Your objective: Would you restate all the data that follows, word for word?

Data supplied:
——
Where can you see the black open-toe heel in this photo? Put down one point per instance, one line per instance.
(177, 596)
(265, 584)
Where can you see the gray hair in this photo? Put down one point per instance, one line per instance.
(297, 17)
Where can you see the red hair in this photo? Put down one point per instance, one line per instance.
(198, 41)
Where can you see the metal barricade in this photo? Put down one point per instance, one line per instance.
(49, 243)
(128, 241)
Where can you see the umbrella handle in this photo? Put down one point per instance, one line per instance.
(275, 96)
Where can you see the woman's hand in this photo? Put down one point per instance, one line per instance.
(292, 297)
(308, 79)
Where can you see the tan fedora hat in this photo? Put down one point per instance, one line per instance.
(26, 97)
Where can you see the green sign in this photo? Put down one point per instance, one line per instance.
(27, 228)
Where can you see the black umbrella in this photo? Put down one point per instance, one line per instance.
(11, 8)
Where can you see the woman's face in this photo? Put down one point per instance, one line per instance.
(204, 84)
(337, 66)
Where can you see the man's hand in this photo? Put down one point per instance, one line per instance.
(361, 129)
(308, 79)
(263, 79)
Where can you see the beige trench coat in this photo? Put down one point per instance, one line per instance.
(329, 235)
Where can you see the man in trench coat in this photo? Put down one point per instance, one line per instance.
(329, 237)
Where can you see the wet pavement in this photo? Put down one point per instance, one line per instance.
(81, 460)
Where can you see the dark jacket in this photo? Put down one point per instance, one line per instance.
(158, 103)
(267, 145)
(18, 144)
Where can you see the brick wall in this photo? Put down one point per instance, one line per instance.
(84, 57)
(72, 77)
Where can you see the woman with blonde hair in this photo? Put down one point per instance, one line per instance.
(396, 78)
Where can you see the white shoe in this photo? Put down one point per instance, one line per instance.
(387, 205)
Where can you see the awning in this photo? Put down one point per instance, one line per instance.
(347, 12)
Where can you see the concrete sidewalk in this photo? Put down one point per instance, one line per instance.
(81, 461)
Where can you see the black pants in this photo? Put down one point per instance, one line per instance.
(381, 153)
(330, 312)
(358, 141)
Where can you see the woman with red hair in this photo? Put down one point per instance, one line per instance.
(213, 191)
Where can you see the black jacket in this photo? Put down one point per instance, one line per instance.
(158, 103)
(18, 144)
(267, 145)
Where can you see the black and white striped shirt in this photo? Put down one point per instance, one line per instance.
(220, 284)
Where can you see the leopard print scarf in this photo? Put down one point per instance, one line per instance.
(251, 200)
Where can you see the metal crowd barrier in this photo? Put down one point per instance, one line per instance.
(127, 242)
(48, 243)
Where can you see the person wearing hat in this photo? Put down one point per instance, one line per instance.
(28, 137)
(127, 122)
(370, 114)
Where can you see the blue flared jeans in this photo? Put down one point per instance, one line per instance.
——
Finished task:
Where can you see the black open-toe heel in this photo? Put down one point per instance, one line per instance.
(177, 596)
(265, 584)
Where can you see the gray hair in this photo? Put down one point per instance, one line per instance.
(297, 17)
Where can you see the red hair in this photo? Put down one point per instance, one line per instance.
(198, 41)
Where can you see the metal barricade in this photo? Put down one point per instance, one line per instance.
(49, 243)
(128, 241)
Where can you see the umbrella handle in this photo? Put down one point per instance, one line per instance.
(275, 96)
Where can you see the woman's hand in this photo? Put down one point per instance, one line per instance.
(292, 297)
(308, 79)
Where can you see the tan fedora hat in this photo? Put down one point per instance, one line per instance.
(26, 97)
Where can you see the green sign in this photo? Put down one point per instance, one line per instance.
(27, 228)
Where can you see the black umbrella in this photo? Put down one point per instance, one line per instance.
(11, 8)
Where can you see the woman's face in this photo? Put down one point per instance, one line per instance.
(204, 84)
(337, 66)
Where can you see the man's hand in this photo? Put down one point per instance, one line per instance.
(361, 129)
(308, 79)
(263, 79)
Where can you see the beige trench coat in this photo? Put down one point per instance, one line per instance.
(329, 235)
Where can you see the man in trench coat in this photo? Put down one point per instance, one line per instance.
(329, 237)
Where can you see the wet pavement in this photo? Put down one point per instance, one line per instance.
(81, 460)
Where can you see the dark jacket in this photo? Put down one point per instance, one line per instance.
(158, 103)
(267, 145)
(18, 144)
Where can you see the brick wall in this photo? Put down one point per instance, one line per instance.
(84, 57)
(72, 77)
Where can you see the woman with blonde hair in this photo? Put down one point per instance, one line per instance.
(396, 78)
Where can you see the white shoe in this photo? Put down one point per instance, one line per instance.
(387, 205)
Where can you see the awning in this photo? Put down one point per instance, one line per instance.
(347, 12)
Where can you see the concrete sidewalk in this photo? Put down one point per instance, one line per instance.
(81, 461)
Where can you see the black pants in this photo? Put down one point per instance, one line per instance.
(381, 153)
(330, 312)
(358, 141)
Where can you see the woman with red hair in this photo? Put down one point per instance, one line per instance.
(213, 191)
Where can you see the black jacket in this photo? Put down one point per instance, one line per instance.
(158, 103)
(18, 144)
(267, 145)
Where can you see the black and white striped shirt in this photo? Put down one point per instance, one line per instance.
(220, 284)
Where can you see the leopard print scarf in this photo? Put down one point per instance, one line per instance.
(251, 200)
Where can you see the metal crowd barrier in this photo? Put down one point per instance, one line per instance.
(127, 242)
(48, 243)
Where can you see the person wearing hat in this photo? Put down one point per instance, one line per instance.
(28, 137)
(127, 122)
(370, 114)
Where can you see the blue flared jeans in this photo? Put down one point per instance, one line per instance.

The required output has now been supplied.